▶ **Task requirements**
Entries follow. Return each line that contains the word "mountain".

▶ **Given data**
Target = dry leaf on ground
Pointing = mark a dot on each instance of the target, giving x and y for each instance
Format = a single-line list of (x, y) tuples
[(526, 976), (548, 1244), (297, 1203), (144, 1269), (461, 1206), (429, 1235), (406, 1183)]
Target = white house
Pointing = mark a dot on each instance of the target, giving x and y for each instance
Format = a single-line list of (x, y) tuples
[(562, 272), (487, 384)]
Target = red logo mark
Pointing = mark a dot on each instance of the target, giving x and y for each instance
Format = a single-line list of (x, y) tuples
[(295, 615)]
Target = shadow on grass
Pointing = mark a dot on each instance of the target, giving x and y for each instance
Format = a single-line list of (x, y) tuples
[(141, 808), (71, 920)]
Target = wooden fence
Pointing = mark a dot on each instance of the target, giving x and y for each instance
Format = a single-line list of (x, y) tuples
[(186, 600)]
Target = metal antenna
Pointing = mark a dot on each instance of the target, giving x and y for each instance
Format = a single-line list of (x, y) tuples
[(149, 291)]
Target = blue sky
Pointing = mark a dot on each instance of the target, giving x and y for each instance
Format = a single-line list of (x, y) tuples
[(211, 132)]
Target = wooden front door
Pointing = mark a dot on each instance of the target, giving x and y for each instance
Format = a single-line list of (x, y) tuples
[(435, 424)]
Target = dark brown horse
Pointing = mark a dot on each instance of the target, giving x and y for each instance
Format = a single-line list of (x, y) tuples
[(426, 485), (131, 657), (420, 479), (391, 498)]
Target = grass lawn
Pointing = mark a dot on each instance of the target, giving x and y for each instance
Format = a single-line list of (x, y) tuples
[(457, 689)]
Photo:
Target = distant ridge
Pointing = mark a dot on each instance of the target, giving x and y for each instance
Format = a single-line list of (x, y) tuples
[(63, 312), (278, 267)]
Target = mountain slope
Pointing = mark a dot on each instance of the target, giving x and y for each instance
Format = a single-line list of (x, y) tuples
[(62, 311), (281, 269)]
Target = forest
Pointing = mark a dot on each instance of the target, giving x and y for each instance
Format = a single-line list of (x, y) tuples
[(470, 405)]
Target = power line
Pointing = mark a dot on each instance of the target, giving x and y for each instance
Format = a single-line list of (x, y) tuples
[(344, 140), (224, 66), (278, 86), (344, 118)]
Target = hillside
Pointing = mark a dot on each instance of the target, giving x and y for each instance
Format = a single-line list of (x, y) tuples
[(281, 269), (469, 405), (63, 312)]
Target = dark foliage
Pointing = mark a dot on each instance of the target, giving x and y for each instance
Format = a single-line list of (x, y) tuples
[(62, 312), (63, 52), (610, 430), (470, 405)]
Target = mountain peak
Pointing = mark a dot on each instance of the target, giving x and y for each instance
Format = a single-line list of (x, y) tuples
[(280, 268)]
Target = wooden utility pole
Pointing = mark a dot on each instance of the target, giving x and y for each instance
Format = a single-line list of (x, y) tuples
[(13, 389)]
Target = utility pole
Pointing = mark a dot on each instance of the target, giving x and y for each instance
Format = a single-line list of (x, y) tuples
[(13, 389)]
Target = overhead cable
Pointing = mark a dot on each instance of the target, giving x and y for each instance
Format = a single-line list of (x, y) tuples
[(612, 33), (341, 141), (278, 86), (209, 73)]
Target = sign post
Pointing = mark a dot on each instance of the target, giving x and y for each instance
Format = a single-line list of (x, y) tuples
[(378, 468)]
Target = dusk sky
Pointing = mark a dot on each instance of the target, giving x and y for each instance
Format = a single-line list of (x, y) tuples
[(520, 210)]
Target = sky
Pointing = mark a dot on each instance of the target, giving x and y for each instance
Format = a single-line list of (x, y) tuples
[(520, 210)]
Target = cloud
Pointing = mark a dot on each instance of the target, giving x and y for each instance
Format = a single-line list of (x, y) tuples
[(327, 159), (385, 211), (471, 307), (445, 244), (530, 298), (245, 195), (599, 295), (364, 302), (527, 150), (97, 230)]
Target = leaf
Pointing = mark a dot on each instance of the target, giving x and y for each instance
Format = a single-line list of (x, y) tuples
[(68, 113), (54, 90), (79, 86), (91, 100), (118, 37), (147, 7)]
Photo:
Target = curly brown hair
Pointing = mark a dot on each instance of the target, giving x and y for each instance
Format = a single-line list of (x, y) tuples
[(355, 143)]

▶ **Task solution**
Target = mountain slope
Target = mountain peak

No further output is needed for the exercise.